### Exercise task
In the linear algebra solutions page below, which problems are marked as recommended for all readers? List their problem numbers.

### Quoted passage
○ ○ ○ ○ ○
# Linear Algebra/Exploration/Solutions

## Solutions

This exercise is recommended for all readers.
Problem 1

Evaluate the determinant of each.

1. ${\begin{pmatrix}3&1\\-1&1\end{pmatrix}}$
2. ${\begin{pmatrix}2&0&1\\3&1&1\\-1&0&1\end{pmatrix}}$
3. ${\begin{pmatrix}4&0&1\\0&0&1\\1&3&-1\end{pmatrix}}$
1. $4$
2. $3$
3. $-12$
Problem 2

Evaluate the determinant of each.

1. ${\begin{pmatrix}2&0\\-1&3\end{pmatrix}}$
2. ${\begin{pmatrix}2&1&1\\0&5&-2\\1&-3&4\end{pmatrix}}$
3. ${\begin{pmatrix}2&3&4\\5&6&7\\8&9&1\end{pmatrix}}$
1. $6$
2. $21$
3. $27$
This exercise is recommended for all readers.
Problem 3

Verify that the determinant of an upper-triangular $3\!\times \!3$  matrix is the product down the diagonal.

$\det({\begin{pmatrix}a&b&c\\0&e&f\\0&0&i\end{pmatrix}})=aei$

Do lower-triangular matrices work the same way?

For the first, apply the formula in this section, note that any term with a $d$ , $g$ , or $h$  is zero, and simplify. Lower-triangular matrices work the same way.

This exercise is recommended for all readers.
Problem 4

Use the determinant to decide if each is singular or nonsingular.

1. ${\begin{pmatrix}2&1\\3&1\end{pmatrix}}$
2. ${\begin{pmatrix}0&1\\1&-1\end{pmatrix}}$
3. ${\begin{pmatrix}4&2\\2&1\end{pmatrix}}$
1. Nonsingular, the determinant is $-1$ .
2. Nonsingular, the determinant is $-1$ .
3. Singular, the determinant is $0$ .
Problem 5

Singular or nonsingular? Use the determinant to decide.

1. ${\begin{pmatrix}2&1&1\\3&2&2\\0&1&4\end{pmatrix}}$
2. ${\begin{pmatrix}1&0&1\\2&1&1\\4&1&3\end{pmatrix}}$
3. ${\begin{pmatrix}2&1&0\\3&-2&0\\1&0&0\end{pmatrix}}$
1. Nonsingular, the determinant is $3$ .
2. Singular, the determinant is $0$ .
3. Singular, the determinant is $0$ .
This exercise is recommended for all readers.
Problem 6

Each pair of matrices differ by one row operation. Use this operation to compare $\det(A)$  with $\det(B)$ .
○ ○ ○ ○ ○
### Provided material
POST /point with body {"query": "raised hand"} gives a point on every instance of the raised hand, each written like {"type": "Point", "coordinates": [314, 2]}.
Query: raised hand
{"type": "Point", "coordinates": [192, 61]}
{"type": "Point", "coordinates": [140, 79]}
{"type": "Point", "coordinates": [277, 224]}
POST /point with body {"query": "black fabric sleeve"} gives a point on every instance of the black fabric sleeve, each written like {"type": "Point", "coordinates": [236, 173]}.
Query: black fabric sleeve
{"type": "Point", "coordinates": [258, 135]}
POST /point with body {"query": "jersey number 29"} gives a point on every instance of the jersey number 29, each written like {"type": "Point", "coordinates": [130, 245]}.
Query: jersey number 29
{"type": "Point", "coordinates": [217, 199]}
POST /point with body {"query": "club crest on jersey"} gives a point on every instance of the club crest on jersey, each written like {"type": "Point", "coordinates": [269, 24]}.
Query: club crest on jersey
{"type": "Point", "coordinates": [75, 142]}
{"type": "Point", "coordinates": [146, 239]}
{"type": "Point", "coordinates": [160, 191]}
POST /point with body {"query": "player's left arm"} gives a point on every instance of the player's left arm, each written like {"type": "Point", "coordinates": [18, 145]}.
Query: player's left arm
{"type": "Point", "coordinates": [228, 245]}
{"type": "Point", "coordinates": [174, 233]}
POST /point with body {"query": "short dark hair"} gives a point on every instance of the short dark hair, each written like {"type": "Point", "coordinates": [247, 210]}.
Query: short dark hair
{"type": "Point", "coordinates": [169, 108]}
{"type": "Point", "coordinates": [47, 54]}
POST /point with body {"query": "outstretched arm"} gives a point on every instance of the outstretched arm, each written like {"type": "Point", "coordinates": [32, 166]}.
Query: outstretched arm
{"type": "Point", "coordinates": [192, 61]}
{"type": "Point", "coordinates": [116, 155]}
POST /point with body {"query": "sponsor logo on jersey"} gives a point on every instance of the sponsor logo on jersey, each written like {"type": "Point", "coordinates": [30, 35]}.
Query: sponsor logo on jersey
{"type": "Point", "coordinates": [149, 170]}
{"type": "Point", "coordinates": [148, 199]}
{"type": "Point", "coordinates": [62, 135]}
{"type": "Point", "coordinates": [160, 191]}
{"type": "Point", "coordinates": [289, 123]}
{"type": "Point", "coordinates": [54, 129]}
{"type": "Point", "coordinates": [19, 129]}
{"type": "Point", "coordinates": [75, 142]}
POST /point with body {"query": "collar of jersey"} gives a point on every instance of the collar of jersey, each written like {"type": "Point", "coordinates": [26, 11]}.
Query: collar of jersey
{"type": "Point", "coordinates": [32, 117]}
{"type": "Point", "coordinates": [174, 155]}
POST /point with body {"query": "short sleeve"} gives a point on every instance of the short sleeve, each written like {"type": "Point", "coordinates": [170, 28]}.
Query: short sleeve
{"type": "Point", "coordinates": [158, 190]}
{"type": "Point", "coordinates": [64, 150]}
○ ○ ○ ○ ○
### Correct answer
Problem 1, Problem 3, Problem 4, Problem 6